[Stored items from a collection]
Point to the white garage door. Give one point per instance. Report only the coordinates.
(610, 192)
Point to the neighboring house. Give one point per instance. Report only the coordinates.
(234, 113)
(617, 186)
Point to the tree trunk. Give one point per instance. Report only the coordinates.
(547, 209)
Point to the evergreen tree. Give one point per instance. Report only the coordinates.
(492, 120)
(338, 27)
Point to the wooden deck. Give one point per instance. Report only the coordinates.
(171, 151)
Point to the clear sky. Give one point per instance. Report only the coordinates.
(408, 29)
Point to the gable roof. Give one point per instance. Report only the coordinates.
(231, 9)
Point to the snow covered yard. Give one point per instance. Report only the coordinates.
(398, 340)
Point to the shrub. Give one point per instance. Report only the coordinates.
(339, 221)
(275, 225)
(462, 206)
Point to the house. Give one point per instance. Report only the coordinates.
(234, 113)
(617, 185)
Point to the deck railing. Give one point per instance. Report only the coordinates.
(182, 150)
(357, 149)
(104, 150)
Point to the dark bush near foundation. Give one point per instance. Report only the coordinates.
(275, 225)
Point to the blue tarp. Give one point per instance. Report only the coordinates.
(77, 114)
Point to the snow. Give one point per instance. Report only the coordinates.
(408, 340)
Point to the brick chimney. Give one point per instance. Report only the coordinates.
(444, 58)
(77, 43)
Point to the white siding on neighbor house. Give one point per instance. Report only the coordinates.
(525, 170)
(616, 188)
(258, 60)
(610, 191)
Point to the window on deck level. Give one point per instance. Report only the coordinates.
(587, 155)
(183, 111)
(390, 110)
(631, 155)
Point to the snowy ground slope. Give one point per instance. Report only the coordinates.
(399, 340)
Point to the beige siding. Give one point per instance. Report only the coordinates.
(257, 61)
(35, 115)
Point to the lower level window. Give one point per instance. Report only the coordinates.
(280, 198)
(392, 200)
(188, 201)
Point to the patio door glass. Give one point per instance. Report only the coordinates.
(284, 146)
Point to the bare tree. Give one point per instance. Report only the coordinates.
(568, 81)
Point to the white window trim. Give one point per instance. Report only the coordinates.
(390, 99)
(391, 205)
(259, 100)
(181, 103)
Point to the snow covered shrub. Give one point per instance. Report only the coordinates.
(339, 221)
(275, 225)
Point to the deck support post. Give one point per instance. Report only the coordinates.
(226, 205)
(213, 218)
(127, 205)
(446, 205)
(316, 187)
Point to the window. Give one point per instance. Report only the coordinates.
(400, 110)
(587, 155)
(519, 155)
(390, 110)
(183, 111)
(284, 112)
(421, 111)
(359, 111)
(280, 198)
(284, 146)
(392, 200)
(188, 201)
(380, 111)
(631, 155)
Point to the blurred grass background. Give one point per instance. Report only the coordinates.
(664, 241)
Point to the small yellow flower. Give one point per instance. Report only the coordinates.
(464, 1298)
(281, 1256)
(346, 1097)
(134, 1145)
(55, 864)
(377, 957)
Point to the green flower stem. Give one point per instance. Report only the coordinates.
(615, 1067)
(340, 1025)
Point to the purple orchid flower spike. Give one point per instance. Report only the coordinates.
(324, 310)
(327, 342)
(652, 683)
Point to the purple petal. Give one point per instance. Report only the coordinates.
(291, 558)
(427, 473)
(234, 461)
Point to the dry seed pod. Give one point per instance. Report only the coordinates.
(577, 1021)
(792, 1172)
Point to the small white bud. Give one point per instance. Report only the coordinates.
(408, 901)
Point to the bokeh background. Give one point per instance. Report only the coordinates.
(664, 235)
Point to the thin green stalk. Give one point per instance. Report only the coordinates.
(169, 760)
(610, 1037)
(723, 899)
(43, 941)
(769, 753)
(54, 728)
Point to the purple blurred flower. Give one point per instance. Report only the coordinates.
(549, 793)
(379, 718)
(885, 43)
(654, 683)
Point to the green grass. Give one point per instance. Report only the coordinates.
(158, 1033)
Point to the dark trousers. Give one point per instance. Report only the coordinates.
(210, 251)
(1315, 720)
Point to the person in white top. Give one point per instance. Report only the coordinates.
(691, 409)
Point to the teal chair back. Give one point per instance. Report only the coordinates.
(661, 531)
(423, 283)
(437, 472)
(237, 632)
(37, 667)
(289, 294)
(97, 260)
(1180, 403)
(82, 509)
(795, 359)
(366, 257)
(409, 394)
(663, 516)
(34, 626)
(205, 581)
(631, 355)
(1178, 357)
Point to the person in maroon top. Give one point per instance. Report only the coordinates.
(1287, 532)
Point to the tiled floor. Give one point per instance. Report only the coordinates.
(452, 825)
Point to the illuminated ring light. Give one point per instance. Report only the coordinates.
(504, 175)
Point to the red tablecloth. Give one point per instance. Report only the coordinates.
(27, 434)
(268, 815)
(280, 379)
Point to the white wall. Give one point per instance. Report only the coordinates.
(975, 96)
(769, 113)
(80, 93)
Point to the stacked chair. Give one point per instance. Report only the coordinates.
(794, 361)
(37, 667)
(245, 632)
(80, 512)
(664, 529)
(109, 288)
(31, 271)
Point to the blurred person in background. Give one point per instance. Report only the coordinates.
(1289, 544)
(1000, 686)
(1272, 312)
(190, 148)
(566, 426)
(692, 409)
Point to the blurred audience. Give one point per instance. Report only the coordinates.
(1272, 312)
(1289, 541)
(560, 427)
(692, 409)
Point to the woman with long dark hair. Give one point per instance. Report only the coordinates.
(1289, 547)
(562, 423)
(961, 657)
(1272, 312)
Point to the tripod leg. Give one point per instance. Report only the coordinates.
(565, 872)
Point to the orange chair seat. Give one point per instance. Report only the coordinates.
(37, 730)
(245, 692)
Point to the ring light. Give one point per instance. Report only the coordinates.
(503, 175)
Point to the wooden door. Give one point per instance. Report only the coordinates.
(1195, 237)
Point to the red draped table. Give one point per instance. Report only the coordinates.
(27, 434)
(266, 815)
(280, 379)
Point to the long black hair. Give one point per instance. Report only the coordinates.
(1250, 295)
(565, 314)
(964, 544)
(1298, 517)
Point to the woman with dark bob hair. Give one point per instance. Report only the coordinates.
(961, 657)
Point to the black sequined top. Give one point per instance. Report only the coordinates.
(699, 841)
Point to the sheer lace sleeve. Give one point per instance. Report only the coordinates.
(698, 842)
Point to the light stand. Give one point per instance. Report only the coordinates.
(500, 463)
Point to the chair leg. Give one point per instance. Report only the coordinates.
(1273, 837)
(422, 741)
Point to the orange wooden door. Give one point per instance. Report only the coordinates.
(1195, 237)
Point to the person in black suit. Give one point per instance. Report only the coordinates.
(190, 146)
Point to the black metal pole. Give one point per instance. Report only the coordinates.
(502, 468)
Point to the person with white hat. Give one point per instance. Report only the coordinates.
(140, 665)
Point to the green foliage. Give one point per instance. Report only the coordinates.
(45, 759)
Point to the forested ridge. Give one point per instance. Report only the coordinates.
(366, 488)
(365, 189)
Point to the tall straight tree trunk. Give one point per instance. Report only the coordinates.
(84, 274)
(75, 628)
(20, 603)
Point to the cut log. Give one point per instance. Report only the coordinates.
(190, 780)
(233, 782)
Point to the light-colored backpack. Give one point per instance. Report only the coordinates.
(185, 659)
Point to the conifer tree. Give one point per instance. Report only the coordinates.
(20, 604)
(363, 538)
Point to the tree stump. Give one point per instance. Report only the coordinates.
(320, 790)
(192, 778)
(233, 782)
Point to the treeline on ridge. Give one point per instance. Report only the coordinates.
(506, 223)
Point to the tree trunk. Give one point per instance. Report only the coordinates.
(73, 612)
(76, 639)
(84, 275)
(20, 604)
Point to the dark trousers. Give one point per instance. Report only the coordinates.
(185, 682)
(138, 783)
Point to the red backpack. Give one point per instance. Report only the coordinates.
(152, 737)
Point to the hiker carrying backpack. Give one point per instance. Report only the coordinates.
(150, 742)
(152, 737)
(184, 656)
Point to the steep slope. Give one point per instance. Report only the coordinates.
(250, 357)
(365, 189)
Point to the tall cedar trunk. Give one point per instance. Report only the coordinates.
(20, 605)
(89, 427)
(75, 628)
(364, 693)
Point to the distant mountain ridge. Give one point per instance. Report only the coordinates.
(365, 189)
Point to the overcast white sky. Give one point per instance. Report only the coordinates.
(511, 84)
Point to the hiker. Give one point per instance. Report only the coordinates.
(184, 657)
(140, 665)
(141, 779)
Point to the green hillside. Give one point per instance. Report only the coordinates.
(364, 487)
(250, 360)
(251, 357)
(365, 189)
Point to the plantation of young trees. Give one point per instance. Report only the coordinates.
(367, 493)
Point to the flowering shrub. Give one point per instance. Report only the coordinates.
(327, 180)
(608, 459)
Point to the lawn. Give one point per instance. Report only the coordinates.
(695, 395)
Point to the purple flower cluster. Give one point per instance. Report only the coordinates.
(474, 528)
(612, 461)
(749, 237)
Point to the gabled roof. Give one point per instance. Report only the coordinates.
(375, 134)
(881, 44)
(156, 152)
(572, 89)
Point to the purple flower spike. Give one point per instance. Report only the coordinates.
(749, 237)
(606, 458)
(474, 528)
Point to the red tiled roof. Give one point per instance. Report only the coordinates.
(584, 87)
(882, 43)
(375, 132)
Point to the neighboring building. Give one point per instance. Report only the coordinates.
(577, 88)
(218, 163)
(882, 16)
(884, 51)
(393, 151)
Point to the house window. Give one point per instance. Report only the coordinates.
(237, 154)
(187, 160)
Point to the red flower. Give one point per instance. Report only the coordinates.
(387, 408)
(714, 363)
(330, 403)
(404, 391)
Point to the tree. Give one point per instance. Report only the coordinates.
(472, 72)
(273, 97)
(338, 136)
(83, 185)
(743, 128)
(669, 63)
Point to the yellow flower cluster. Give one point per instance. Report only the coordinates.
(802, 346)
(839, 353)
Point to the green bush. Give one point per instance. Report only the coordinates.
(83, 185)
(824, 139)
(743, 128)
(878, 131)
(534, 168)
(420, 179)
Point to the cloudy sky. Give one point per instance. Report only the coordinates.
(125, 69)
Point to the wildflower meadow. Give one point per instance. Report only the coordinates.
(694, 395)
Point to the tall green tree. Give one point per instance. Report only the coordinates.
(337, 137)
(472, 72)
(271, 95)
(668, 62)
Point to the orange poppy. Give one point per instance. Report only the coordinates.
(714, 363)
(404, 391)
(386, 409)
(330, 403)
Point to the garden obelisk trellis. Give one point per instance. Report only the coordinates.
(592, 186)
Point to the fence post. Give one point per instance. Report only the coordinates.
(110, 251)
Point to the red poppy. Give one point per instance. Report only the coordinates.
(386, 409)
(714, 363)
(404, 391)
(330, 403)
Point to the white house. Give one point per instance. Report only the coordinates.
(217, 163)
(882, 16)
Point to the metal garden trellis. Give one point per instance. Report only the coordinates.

**Set exercise**
Rewrite the rows from the line containing "Point to the white house." through the end of the rows, substituting "occurrence" for "instance" and leaving everything else unchanged.

**Final answer**
Point to the white house. Give one point per occurrence. Report only the coordinates.
(217, 163)
(882, 16)
Point to the metal garden trellis. Give one point per occurrence. Report only the coordinates.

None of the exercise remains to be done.